• Task instructions
All of the data that follows should be output again without any alteration.

• Extracted data
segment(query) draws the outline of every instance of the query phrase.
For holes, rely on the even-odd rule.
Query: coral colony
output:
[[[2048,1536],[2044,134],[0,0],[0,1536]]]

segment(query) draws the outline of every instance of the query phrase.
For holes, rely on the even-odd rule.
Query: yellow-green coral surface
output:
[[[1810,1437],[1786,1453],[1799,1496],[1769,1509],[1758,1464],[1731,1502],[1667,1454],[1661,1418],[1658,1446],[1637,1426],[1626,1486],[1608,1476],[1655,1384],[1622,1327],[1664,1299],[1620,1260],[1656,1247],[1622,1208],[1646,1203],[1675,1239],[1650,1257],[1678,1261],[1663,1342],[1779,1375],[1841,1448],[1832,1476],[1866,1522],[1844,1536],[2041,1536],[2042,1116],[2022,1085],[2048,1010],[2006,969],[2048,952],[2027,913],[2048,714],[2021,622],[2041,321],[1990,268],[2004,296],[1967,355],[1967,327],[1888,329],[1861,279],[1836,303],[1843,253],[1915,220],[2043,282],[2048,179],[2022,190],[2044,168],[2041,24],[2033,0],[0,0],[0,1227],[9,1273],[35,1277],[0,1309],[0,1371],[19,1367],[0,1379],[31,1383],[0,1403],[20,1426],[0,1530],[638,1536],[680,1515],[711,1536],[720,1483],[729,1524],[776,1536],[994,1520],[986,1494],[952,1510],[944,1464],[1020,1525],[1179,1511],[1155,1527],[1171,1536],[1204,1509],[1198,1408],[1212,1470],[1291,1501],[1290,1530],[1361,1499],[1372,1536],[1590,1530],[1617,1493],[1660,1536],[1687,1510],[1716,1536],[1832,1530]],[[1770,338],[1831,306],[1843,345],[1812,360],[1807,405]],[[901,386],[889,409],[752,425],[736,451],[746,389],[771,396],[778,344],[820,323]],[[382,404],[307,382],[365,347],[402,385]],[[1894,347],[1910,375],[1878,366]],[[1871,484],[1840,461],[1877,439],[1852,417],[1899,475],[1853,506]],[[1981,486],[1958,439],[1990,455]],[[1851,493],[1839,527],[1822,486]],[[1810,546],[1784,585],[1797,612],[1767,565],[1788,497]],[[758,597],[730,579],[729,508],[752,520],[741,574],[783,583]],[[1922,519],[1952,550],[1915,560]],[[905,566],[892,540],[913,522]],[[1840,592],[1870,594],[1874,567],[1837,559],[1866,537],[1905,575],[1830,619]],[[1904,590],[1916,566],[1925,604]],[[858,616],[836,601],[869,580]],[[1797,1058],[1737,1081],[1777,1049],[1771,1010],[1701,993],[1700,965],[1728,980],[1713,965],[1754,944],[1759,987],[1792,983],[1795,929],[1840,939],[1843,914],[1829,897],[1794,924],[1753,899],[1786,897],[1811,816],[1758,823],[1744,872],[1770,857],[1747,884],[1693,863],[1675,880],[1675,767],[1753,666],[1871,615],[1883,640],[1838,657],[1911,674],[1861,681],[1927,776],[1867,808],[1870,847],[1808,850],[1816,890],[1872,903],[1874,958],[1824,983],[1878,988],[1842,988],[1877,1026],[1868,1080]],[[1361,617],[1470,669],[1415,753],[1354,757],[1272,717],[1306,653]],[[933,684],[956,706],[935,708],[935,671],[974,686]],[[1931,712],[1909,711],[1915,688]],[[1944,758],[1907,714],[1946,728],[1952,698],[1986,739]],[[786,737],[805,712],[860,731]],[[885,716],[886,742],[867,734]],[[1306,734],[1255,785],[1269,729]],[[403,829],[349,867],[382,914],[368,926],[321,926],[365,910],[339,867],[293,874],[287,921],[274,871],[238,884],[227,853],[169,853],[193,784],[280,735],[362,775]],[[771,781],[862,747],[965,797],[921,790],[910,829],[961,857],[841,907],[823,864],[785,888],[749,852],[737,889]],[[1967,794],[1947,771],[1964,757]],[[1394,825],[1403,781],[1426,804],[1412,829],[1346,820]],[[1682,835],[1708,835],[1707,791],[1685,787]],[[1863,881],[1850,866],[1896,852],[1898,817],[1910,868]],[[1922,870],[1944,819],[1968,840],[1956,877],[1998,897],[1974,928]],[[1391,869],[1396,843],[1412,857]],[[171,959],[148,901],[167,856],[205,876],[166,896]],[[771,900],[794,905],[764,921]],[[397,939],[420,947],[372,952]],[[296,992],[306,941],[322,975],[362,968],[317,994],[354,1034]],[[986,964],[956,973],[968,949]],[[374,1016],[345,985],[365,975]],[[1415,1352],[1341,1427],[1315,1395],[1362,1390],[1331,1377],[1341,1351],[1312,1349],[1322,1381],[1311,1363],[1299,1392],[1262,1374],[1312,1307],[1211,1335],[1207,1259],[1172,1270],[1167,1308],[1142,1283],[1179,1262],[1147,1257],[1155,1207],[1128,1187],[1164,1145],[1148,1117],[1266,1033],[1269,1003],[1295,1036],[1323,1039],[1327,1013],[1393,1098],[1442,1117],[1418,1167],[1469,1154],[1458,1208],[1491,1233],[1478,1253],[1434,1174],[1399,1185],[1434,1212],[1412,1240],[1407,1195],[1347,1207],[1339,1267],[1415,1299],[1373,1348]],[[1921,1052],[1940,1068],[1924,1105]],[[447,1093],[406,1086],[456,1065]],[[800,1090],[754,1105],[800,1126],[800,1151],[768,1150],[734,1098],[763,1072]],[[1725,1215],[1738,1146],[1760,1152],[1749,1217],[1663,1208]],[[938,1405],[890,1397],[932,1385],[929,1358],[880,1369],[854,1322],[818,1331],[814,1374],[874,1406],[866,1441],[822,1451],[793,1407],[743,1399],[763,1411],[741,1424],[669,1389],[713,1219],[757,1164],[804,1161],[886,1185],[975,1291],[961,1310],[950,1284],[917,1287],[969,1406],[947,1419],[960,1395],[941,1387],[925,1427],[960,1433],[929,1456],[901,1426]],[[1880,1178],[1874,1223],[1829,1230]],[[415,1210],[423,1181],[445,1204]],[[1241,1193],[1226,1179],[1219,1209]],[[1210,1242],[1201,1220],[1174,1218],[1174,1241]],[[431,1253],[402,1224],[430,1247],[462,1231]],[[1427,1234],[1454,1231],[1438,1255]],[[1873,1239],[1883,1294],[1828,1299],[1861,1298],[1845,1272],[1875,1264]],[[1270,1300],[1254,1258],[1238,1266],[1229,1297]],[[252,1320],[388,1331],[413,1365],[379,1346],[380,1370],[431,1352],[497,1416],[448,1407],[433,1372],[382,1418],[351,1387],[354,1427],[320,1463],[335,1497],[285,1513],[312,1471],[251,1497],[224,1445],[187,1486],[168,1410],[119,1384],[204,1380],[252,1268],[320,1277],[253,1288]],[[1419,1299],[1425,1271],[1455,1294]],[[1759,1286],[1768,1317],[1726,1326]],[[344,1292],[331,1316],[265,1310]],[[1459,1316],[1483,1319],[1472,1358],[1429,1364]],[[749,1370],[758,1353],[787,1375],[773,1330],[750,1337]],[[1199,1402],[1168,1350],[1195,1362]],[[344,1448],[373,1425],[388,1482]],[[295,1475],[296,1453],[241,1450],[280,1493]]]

• Exercise output
segment(query) draws the outline of every instance of the query phrase.
For holes, rely on the even-odd rule.
Query: coral colony
output:
[[[2048,1536],[2044,134],[0,0],[0,1536]]]

segment(query) draws the outline of every instance of the query phrase.
For holes, rely on the even-odd rule.
Query: yellow-green coral surface
output:
[[[1810,1437],[1786,1453],[1799,1496],[1769,1509],[1758,1464],[1731,1502],[1667,1454],[1661,1418],[1658,1446],[1637,1426],[1626,1486],[1608,1476],[1655,1384],[1622,1327],[1664,1299],[1620,1260],[1656,1247],[1622,1208],[1646,1203],[1675,1239],[1650,1257],[1678,1261],[1663,1342],[1779,1375],[1841,1448],[1832,1476],[1866,1522],[1844,1536],[2041,1536],[2042,1116],[2022,1085],[2048,1010],[2006,969],[2048,952],[2027,913],[2048,714],[2021,622],[2041,321],[1990,268],[2004,296],[1967,355],[1967,327],[1888,329],[1861,279],[1836,303],[1843,253],[1915,220],[2043,282],[2048,179],[2022,190],[2044,168],[2041,24],[2033,0],[0,0],[0,1227],[9,1273],[35,1277],[0,1309],[0,1371],[19,1367],[0,1379],[31,1383],[0,1403],[20,1426],[0,1530],[638,1536],[680,1515],[711,1536],[720,1483],[729,1524],[776,1536],[994,1520],[986,1494],[952,1510],[944,1464],[1020,1525],[1179,1511],[1155,1527],[1171,1536],[1204,1509],[1198,1408],[1212,1470],[1291,1501],[1290,1530],[1361,1499],[1372,1536],[1590,1530],[1617,1493],[1660,1536],[1687,1510],[1716,1536],[1832,1530]],[[1770,338],[1831,306],[1843,345],[1812,360],[1807,405]],[[901,386],[889,409],[752,425],[736,451],[746,389],[771,396],[778,344],[820,323]],[[382,404],[307,382],[365,347],[402,385]],[[1894,347],[1910,375],[1878,366]],[[1871,484],[1840,461],[1877,439],[1852,417],[1899,475],[1853,506]],[[1981,486],[1958,439],[1990,455]],[[1851,493],[1839,527],[1822,486]],[[1810,546],[1784,585],[1797,612],[1767,565],[1788,497]],[[758,597],[730,579],[729,508],[752,520],[741,574],[783,583]],[[1922,519],[1952,550],[1915,560]],[[905,566],[892,540],[913,522]],[[1840,592],[1870,594],[1874,567],[1837,559],[1866,537],[1905,575],[1830,619]],[[1904,590],[1916,566],[1925,604]],[[858,616],[836,601],[869,580]],[[1797,1058],[1737,1081],[1777,1049],[1771,1010],[1701,993],[1700,965],[1728,980],[1713,965],[1754,944],[1759,987],[1792,983],[1795,929],[1840,939],[1843,914],[1829,897],[1794,924],[1753,899],[1786,897],[1811,816],[1758,823],[1744,872],[1770,857],[1747,884],[1693,863],[1675,880],[1675,767],[1753,666],[1871,615],[1883,640],[1838,657],[1911,674],[1861,681],[1927,776],[1867,808],[1870,847],[1808,850],[1816,890],[1872,903],[1874,958],[1824,983],[1878,988],[1842,988],[1877,1026],[1868,1080]],[[1361,617],[1470,669],[1415,753],[1354,757],[1272,717],[1306,653]],[[933,684],[956,706],[935,708],[935,671],[974,686]],[[1931,712],[1909,711],[1915,688]],[[1944,758],[1907,714],[1946,728],[1952,698],[1986,739]],[[786,737],[805,712],[860,731]],[[885,716],[886,742],[867,734]],[[1306,734],[1255,785],[1269,729]],[[403,829],[349,867],[382,914],[368,926],[321,926],[365,910],[339,867],[293,874],[287,921],[274,871],[238,884],[227,853],[169,853],[193,784],[280,735],[362,775]],[[771,781],[862,747],[965,797],[921,790],[910,829],[961,857],[841,907],[823,864],[785,888],[749,852],[737,889]],[[1967,794],[1947,771],[1964,757]],[[1394,825],[1403,781],[1426,804],[1412,829],[1346,820]],[[1682,835],[1708,835],[1707,791],[1685,787]],[[1863,881],[1850,866],[1896,852],[1898,817],[1910,868]],[[1922,870],[1944,819],[1968,840],[1956,877],[1998,897],[1974,928]],[[1391,869],[1396,843],[1412,857]],[[171,959],[148,901],[167,856],[205,876],[166,896]],[[771,900],[794,905],[764,921]],[[397,939],[420,947],[372,952]],[[296,992],[306,941],[322,975],[362,968],[317,994],[354,1034]],[[986,964],[956,973],[968,949]],[[374,1016],[345,985],[365,975]],[[1415,1352],[1341,1427],[1315,1395],[1362,1390],[1331,1377],[1341,1351],[1312,1349],[1322,1381],[1311,1363],[1299,1392],[1262,1374],[1312,1307],[1211,1335],[1207,1259],[1172,1270],[1167,1308],[1142,1283],[1179,1262],[1147,1257],[1155,1207],[1128,1187],[1164,1145],[1148,1117],[1266,1033],[1269,1003],[1295,1036],[1323,1039],[1327,1013],[1393,1098],[1442,1117],[1418,1167],[1469,1154],[1458,1208],[1491,1233],[1478,1253],[1434,1174],[1399,1185],[1434,1212],[1412,1240],[1407,1195],[1347,1207],[1339,1267],[1415,1299],[1373,1348]],[[1921,1052],[1940,1068],[1924,1105]],[[447,1093],[406,1086],[456,1065]],[[800,1090],[754,1105],[800,1126],[800,1151],[768,1150],[734,1098],[763,1072]],[[1725,1215],[1738,1146],[1760,1152],[1749,1217],[1663,1208]],[[938,1405],[890,1397],[932,1385],[929,1358],[880,1369],[854,1322],[818,1331],[814,1374],[874,1406],[866,1441],[822,1451],[793,1407],[743,1399],[763,1411],[741,1424],[669,1389],[713,1219],[757,1164],[804,1161],[886,1185],[975,1291],[961,1310],[950,1284],[917,1287],[969,1406],[947,1419],[960,1395],[941,1387],[925,1427],[960,1433],[929,1456],[901,1426]],[[1880,1178],[1874,1223],[1829,1230]],[[415,1210],[423,1181],[445,1204]],[[1241,1193],[1226,1179],[1219,1209]],[[1210,1242],[1201,1220],[1174,1218],[1174,1241]],[[431,1253],[402,1224],[430,1247],[462,1231]],[[1427,1234],[1454,1231],[1438,1255]],[[1873,1239],[1883,1294],[1828,1299],[1861,1298],[1845,1272],[1875,1264]],[[1270,1300],[1254,1258],[1238,1266],[1229,1297]],[[252,1320],[388,1331],[413,1365],[379,1346],[380,1370],[431,1352],[497,1416],[448,1407],[433,1372],[382,1418],[351,1387],[354,1427],[320,1463],[335,1497],[285,1513],[312,1471],[251,1497],[224,1445],[187,1486],[168,1410],[119,1384],[204,1380],[252,1268],[320,1277],[253,1288]],[[1419,1299],[1425,1271],[1455,1294]],[[1759,1286],[1768,1317],[1726,1326]],[[344,1292],[331,1316],[265,1310]],[[1459,1316],[1483,1319],[1472,1358],[1429,1364]],[[749,1370],[758,1353],[787,1375],[773,1330],[750,1337]],[[1199,1402],[1168,1350],[1195,1362]],[[344,1448],[373,1425],[388,1482]],[[295,1475],[296,1453],[241,1450],[280,1493]]]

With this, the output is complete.